◆ What is being asked:
Start to finish, reproduce the records below with nothing missing.

═══ Dataset extract ═══

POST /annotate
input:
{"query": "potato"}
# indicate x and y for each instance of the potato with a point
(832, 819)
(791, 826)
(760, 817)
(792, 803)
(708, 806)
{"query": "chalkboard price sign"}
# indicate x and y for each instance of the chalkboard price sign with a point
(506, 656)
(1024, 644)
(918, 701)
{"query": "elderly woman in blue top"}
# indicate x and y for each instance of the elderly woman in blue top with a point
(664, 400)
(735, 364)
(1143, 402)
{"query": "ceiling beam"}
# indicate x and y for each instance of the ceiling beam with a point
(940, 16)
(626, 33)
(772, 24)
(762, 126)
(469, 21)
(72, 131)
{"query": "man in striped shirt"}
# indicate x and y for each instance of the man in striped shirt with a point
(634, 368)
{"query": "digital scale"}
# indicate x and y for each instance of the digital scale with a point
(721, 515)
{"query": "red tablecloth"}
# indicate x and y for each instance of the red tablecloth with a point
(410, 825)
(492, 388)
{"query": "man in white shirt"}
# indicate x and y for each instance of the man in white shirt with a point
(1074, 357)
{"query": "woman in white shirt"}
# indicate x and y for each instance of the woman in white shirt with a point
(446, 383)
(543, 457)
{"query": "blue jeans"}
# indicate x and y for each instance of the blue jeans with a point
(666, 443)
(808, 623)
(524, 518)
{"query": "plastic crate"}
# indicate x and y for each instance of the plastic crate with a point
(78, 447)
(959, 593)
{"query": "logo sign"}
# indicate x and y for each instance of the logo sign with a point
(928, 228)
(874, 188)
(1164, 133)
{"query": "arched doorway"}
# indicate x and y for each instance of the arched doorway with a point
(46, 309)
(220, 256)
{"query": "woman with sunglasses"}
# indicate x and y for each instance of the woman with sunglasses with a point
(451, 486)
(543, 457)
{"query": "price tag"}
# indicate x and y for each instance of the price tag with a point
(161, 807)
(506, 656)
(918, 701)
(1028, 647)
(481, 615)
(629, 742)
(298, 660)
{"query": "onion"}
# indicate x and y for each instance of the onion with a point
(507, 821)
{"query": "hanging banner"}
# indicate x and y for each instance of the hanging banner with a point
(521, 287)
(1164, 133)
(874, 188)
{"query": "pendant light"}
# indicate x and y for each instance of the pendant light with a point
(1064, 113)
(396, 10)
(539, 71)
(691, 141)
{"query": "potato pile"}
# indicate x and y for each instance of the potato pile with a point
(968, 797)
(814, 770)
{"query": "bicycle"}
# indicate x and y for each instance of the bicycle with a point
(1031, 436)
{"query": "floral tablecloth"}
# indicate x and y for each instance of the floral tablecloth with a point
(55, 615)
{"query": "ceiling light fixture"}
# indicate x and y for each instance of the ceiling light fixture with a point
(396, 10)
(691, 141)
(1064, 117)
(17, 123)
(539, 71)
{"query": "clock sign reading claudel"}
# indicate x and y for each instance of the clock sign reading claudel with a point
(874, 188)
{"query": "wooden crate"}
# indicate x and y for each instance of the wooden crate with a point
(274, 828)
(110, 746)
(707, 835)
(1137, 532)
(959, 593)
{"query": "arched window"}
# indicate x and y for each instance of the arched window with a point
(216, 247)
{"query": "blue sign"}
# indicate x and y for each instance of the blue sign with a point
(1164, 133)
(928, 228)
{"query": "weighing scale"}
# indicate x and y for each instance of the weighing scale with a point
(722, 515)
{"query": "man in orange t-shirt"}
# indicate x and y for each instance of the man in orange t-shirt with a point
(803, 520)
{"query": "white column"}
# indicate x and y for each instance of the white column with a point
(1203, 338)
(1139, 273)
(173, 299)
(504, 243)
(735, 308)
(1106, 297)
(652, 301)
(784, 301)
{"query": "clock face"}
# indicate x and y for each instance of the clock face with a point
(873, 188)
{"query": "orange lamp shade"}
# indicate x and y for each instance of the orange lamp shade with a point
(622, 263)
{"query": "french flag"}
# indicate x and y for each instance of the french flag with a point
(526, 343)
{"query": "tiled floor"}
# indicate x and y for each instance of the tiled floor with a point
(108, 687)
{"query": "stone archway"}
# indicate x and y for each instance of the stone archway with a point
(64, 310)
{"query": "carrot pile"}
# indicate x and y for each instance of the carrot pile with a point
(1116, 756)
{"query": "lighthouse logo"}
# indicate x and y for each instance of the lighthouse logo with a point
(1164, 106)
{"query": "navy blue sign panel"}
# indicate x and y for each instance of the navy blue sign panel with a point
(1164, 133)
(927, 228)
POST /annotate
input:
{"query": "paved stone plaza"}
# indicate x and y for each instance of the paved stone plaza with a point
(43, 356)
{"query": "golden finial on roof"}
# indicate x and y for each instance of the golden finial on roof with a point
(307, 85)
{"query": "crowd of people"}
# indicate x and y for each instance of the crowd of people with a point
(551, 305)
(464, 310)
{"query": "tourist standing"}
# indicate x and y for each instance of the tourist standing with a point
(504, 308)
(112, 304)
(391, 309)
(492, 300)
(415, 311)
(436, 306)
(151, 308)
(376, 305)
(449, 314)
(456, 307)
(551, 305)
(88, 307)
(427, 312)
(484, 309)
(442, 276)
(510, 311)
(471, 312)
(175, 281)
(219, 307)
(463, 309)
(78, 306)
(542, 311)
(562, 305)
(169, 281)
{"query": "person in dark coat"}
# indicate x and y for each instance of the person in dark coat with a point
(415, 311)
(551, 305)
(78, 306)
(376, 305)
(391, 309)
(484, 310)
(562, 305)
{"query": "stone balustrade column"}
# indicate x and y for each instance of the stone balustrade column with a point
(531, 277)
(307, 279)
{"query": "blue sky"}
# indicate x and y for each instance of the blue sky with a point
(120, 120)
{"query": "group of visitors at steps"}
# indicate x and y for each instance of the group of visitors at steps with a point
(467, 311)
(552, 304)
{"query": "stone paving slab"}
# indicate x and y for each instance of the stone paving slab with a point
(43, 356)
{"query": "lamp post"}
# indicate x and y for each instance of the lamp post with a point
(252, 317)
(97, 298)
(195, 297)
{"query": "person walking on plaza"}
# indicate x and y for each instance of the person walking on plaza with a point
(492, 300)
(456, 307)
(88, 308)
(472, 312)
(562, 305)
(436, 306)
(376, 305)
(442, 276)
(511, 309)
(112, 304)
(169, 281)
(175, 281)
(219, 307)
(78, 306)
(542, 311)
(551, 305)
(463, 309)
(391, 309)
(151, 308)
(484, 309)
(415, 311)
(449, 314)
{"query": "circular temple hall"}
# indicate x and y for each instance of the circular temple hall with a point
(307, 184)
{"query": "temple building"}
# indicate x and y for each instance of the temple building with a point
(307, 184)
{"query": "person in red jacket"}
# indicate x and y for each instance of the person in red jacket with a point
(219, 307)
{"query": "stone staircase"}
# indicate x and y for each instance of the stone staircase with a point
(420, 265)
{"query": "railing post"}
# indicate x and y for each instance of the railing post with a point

═══

◆ Response area:
POST /annotate
input:
{"query": "potato"}
# indicate x and y for each instance of the potato with a point
(832, 819)
(791, 826)
(760, 817)
(792, 803)
(708, 806)
{"query": "chalkboard price sign"}
# indicate x and y for each instance of the chalkboard price sign with a point
(506, 656)
(1024, 644)
(918, 701)
{"query": "elderly woman in blue top"}
# indicate x and y for each instance of the elderly woman in blue top with a point
(664, 400)
(735, 364)
(1143, 402)
{"query": "ceiling beam"}
# indicate x and y for each instance of the ceiling beam with a point
(940, 16)
(626, 33)
(772, 24)
(762, 126)
(469, 21)
(72, 131)
{"query": "man in striped shirt"}
# indicate x and y for each instance of the man in striped shirt with a point
(634, 368)
{"query": "digital scale"}
# indicate x and y for each instance of the digital scale with a point
(721, 515)
{"query": "red tablecloth"}
# indicate x and y for each instance of the red tablecloth with a point
(410, 825)
(492, 388)
{"query": "man in white shirt"}
# indicate x and y for each instance of the man in white shirt with a point
(1074, 357)
{"query": "woman in white shirt"}
# indicate x and y for each instance of the woman in white shirt with a point
(446, 383)
(543, 457)
{"query": "blue jeans"}
# indicate x and y for each instance of the blue jeans with a point
(666, 443)
(808, 623)
(524, 518)
{"query": "plastic crate"}
# indicate x and y for each instance of the plastic crate with a point
(78, 447)
(959, 593)
{"query": "logo sign"}
# indicate x and y for each instance of the logo sign with a point
(928, 228)
(874, 188)
(1164, 133)
{"query": "arched doorway"}
# indicate x and y for each instance of the arched doorway with a point
(46, 309)
(220, 256)
{"query": "woman with sunglasses"}
# indicate x and y for each instance of the woman with sunglasses with a point
(451, 486)
(543, 457)
{"query": "price tag"}
# indicate x and y for each instance of the price tag with a point
(161, 807)
(506, 656)
(918, 701)
(1028, 647)
(481, 615)
(629, 742)
(298, 660)
{"query": "onion"}
# indicate x and y for each instance of the onion with a point
(507, 821)
{"query": "hanging banner"}
# indicate x and y for each instance of the hanging banner with a point
(521, 287)
(1164, 133)
(874, 188)
{"query": "pendant light"}
# indicate x and y for each instance of the pendant light with a point
(1064, 113)
(396, 10)
(539, 71)
(691, 141)
{"query": "potato pile"}
# indicate x and y for each instance of the potato pile with a point
(968, 797)
(814, 770)
{"query": "bicycle"}
# indicate x and y for each instance of the bicycle with a point
(1031, 436)
{"query": "floral tablecloth"}
# indicate x and y for each instance of the floral tablecloth with a point
(55, 615)
{"query": "ceiling light fixture"}
# indicate x and y for each instance of the ceiling light fixture with a point
(396, 10)
(691, 141)
(1064, 117)
(17, 123)
(539, 71)
{"query": "clock sign reading claudel"}
# indicate x and y for each instance of the clock sign reading claudel with a point
(874, 188)
{"query": "wooden crate"}
# indicate x and y for each instance of the wooden crate with a point
(274, 828)
(110, 746)
(707, 835)
(1137, 532)
(959, 593)
{"query": "arched window"}
# indicate x and y for each instance of the arched window with a point
(216, 247)
{"query": "blue sign"}
# indicate x and y for each instance of the blue sign with a point
(1164, 133)
(928, 228)
{"query": "weighing scale"}
# indicate x and y for each instance of the weighing scale with a point
(722, 515)
{"query": "man in orange t-shirt"}
# indicate x and y for each instance of the man in orange t-shirt with a point
(803, 520)
{"query": "white column"}
# indicate x and y for each instance of the white column with a point
(1203, 338)
(1139, 273)
(173, 299)
(504, 243)
(735, 308)
(1106, 297)
(652, 301)
(784, 301)
{"query": "clock face"}
# indicate x and y for each instance of the clock face with a point
(873, 188)
{"query": "orange lamp shade"}
# indicate x and y for each instance of the orange lamp shade with a point
(622, 263)
{"query": "french flag"}
# indicate x and y for each instance of the french flag with a point
(526, 343)
{"query": "tiled floor"}
# indicate x and y for each instance of the tiled floor with a point
(108, 687)
{"query": "stone archway"}
# indicate x and y for each instance of the stone archway with a point
(64, 310)
{"query": "carrot pile"}
# indicate x and y for each instance of the carrot pile with a point
(1116, 756)
{"query": "lighthouse logo"}
# indicate x and y for each instance of the lighthouse logo with a point
(1164, 106)
{"query": "navy blue sign panel"}
# indicate x and y for each instance of the navy blue sign panel with a point
(1164, 133)
(927, 228)
POST /annotate
input:
{"query": "paved stone plaza"}
# indicate x and y for each instance of the paved stone plaza with a point
(43, 356)
{"query": "golden finial on roof"}
# indicate x and y for each instance of the golden finial on roof with a point
(307, 85)
{"query": "crowd of people"}
# indicate x and y for each instance of the crowd of people with a point
(551, 305)
(464, 310)
{"query": "tourist standing"}
# indicate x and y for each instance of the tourist standing with a point
(504, 308)
(112, 304)
(391, 309)
(492, 300)
(415, 311)
(436, 306)
(151, 308)
(376, 305)
(449, 314)
(456, 307)
(551, 305)
(88, 307)
(427, 312)
(484, 309)
(442, 276)
(510, 311)
(471, 312)
(175, 281)
(219, 307)
(463, 309)
(78, 306)
(542, 311)
(562, 305)
(169, 281)
{"query": "person in dark coat"}
# indicate x and y for each instance of the person in dark coat with a point
(415, 311)
(551, 305)
(78, 306)
(376, 305)
(391, 309)
(484, 310)
(562, 305)
{"query": "stone balustrade column"}
# indicate x and y for each instance of the stone balustrade column with a point
(531, 277)
(307, 279)
{"query": "blue sky"}
# indicate x and y for each instance of the blue sky with a point
(120, 120)
{"query": "group of visitors at steps"}
# indicate x and y for each instance of the group of visitors at steps with a point
(467, 311)
(552, 304)
{"query": "stone paving slab"}
# indicate x and y for each instance of the stone paving slab with a point
(43, 356)
{"query": "lamp post"}
# indicate x and y for each instance of the lamp post with a point
(252, 317)
(97, 298)
(195, 297)
{"query": "person walking on plaza"}
# indicate x and y for each instance of the person walking on plaza with a point
(492, 300)
(456, 307)
(88, 308)
(472, 312)
(562, 305)
(436, 306)
(376, 305)
(442, 276)
(511, 309)
(112, 304)
(169, 281)
(175, 281)
(219, 307)
(78, 306)
(542, 311)
(551, 305)
(463, 309)
(391, 309)
(151, 308)
(484, 309)
(415, 311)
(449, 314)
{"query": "circular temple hall"}
# indicate x and y for each instance of the circular temple hall with a point
(307, 184)
{"query": "temple building"}
# indicate x and y for each instance of the temple building with a point
(307, 184)
{"query": "person in red jacket"}
# indicate x and y for each instance of the person in red jacket with a point
(219, 307)
{"query": "stone staircase"}
# indicate x and y for each instance of the stone staircase with a point
(420, 265)
{"query": "railing post"}
# indicate x and y for each instance of the railing post with a point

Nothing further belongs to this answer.